►
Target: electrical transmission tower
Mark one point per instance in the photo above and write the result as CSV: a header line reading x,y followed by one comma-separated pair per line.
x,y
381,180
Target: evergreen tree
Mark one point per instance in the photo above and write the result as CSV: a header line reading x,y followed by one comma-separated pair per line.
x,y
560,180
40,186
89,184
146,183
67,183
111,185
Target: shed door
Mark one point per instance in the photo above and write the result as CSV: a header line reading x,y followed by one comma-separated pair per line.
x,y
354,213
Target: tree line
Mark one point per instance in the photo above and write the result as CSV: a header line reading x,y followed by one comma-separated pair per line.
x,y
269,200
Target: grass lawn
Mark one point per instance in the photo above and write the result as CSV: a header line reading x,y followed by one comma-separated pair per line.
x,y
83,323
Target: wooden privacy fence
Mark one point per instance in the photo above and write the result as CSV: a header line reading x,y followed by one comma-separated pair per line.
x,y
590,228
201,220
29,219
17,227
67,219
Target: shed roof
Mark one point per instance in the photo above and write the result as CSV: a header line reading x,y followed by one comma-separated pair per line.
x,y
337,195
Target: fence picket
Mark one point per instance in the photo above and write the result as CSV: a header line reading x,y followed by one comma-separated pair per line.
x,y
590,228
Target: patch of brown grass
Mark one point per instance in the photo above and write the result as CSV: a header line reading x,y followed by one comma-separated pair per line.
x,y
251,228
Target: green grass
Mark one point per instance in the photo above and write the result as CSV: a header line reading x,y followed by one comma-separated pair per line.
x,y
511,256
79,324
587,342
◄
> [EXERCISE PROMPT] All entries shown above should be printed again exactly.

> [EXERCISE RESULT]
Target: electrical transmission tower
Mark one point per instance in the photo above and write the result as CSV: a header line reading x,y followed by one comma-separated pair per line.
x,y
381,180
Target: evergreen tree
Mark one point per instance in the photo above and write the result as CSV: a header line reading x,y followed by one comma-separated pair per line.
x,y
560,180
40,186
89,184
146,183
67,183
111,185
Target: shed door
Mark one point per instance in the photo above and write the result as CSV: a header line reading x,y followed by one comma-separated pair per line.
x,y
354,213
Target: tree line
Mark one point per instance in the photo above and write the result as CSV: a header line reading x,y followed by one comma-separated pair per line.
x,y
269,200
Target: grass lawn
Mark one point per instance in the photo above and write the result as CSV: a header line reading x,y followed by one comma-separated pair per line.
x,y
83,323
Target: wooden privacy fence
Mark one point per instance in the photo above and write the result as CSV: a header line reading x,y followed by one comma-separated pair per line.
x,y
590,228
201,220
29,219
17,227
67,219
Target: shed roof
Mark one point per instance in the photo above and write the result as CSV: a header line reading x,y followed by one comma-separated pair per line.
x,y
337,195
Target: fence picket
Mark one point per instance in the photo above and write the result as CSV: a header line reading x,y followed by one comma-separated pair per line.
x,y
590,228
Target: patch of brown grass
Mark one point per instance in the photo above and write the result as CSV: a header line reading x,y followed by one comma-separated pair per line.
x,y
251,228
Target: green grass
Mark one point per instance in the photo above and write the result as CSV: a header line reading x,y followed by one comma-separated pair per line.
x,y
511,256
79,324
587,342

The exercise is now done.